Stored dataset items
_ _ _

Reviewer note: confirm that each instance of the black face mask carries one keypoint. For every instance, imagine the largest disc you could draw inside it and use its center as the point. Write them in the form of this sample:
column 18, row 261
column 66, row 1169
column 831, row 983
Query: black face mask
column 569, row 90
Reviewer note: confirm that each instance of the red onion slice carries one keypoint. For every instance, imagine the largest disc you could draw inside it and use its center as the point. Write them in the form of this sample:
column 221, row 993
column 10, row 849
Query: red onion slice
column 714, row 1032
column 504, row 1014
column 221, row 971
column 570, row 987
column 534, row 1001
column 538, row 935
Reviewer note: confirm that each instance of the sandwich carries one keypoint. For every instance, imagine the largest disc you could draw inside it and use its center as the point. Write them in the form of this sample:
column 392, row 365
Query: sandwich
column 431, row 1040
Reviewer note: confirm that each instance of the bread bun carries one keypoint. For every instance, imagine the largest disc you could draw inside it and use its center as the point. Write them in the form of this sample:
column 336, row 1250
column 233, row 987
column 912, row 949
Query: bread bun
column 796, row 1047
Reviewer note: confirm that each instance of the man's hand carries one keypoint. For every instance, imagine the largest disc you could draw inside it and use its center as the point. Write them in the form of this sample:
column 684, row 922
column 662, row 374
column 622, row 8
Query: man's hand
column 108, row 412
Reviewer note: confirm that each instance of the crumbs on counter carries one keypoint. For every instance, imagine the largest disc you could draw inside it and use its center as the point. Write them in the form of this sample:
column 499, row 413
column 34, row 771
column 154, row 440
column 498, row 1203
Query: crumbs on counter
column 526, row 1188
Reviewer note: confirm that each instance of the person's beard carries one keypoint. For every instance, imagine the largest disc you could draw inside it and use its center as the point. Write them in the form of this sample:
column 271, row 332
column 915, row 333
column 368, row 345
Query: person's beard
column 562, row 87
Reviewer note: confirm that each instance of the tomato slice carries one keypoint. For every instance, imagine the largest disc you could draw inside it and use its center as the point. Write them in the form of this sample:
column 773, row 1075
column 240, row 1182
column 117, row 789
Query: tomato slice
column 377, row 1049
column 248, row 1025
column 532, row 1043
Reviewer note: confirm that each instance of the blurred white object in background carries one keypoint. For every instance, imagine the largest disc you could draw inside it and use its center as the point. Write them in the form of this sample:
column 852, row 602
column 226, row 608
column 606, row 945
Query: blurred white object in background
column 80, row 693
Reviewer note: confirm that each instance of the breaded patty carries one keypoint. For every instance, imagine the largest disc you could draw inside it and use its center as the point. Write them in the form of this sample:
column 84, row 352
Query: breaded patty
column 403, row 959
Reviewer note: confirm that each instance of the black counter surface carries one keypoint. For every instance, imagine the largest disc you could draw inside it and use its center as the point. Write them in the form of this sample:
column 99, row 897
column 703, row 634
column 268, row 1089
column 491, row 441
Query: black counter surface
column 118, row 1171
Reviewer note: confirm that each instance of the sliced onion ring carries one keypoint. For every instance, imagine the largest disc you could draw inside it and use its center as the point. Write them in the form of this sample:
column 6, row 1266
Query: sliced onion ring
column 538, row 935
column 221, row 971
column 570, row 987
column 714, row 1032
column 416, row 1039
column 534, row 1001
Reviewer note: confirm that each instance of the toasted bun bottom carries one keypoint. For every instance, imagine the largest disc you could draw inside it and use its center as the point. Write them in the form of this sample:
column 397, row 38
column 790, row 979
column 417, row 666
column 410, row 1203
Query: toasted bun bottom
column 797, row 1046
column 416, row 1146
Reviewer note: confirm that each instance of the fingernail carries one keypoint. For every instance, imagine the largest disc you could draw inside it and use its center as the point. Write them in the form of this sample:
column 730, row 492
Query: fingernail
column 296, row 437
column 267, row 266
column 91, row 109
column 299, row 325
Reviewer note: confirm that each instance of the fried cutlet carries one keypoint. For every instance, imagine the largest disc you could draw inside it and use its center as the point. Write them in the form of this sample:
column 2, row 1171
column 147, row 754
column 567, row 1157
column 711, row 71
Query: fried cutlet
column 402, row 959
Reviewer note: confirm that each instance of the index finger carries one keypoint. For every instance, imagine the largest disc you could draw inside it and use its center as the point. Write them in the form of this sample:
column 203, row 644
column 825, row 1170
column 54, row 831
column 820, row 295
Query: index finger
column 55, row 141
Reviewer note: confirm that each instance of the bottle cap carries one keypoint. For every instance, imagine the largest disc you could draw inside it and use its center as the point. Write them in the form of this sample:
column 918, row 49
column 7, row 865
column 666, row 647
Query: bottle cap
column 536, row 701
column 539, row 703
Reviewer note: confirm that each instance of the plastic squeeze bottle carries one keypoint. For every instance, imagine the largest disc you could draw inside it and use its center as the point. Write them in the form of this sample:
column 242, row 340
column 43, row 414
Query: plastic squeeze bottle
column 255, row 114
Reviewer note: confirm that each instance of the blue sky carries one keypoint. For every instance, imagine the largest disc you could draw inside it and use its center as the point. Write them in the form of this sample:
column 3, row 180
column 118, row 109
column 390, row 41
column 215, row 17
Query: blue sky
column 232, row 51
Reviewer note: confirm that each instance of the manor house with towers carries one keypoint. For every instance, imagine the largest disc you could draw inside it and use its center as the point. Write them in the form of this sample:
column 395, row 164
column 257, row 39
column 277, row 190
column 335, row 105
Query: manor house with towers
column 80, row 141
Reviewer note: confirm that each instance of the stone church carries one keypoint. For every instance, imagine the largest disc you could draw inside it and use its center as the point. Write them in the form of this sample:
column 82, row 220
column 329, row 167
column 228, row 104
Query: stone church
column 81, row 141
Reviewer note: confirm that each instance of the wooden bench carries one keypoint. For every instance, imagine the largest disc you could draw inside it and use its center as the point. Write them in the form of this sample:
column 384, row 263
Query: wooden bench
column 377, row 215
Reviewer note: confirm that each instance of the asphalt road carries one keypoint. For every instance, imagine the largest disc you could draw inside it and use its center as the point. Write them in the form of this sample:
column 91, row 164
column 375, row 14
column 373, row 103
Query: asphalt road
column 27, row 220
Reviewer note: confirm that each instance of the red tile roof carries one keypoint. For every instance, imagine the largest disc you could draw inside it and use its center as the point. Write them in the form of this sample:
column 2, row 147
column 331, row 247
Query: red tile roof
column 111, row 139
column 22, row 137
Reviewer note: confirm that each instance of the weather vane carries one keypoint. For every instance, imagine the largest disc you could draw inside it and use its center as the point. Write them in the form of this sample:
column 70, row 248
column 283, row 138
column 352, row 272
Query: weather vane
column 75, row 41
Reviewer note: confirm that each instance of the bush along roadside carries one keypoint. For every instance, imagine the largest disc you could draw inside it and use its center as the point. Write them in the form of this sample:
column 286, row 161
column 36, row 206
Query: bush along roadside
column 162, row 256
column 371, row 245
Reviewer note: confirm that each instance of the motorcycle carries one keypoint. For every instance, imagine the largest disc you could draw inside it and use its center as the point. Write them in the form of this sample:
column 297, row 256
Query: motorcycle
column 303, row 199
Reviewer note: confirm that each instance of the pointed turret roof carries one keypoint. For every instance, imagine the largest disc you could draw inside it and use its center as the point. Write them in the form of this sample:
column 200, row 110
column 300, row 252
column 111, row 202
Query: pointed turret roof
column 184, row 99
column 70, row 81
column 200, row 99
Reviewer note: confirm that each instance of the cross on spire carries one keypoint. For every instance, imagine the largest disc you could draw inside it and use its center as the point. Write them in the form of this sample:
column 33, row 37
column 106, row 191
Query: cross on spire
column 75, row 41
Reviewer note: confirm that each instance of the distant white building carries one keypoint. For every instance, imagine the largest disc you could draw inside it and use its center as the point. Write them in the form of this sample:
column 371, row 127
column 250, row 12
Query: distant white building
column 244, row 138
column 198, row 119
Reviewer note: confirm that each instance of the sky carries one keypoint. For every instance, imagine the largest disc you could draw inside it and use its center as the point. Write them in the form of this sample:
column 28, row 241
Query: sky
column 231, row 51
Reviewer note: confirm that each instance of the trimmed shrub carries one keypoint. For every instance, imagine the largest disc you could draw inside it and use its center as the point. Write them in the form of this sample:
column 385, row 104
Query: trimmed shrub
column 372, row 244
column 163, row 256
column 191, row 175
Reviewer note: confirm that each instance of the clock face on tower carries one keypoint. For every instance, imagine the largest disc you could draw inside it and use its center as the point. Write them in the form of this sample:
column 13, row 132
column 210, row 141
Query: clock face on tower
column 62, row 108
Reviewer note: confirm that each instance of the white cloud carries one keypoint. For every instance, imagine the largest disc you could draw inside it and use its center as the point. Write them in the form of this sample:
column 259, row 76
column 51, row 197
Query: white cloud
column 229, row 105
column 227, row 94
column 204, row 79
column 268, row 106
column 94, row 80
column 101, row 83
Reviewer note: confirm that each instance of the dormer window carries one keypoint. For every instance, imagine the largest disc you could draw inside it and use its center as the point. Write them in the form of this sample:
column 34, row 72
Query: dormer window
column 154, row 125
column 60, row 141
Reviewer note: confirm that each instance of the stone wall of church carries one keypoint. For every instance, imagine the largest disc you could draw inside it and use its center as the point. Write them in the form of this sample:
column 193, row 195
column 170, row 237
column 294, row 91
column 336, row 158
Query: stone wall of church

_ _ _

§ Directions
Find the lines that mention "wall" in the entries and show them.

§ Result of the task
Reviewer note: confirm that each instance of the stone wall of church carries one keypoint. For every instance, imagine the largest disc you could draw inside it and use its center as the point. Write them in the form of this sample:
Query: stone wall of church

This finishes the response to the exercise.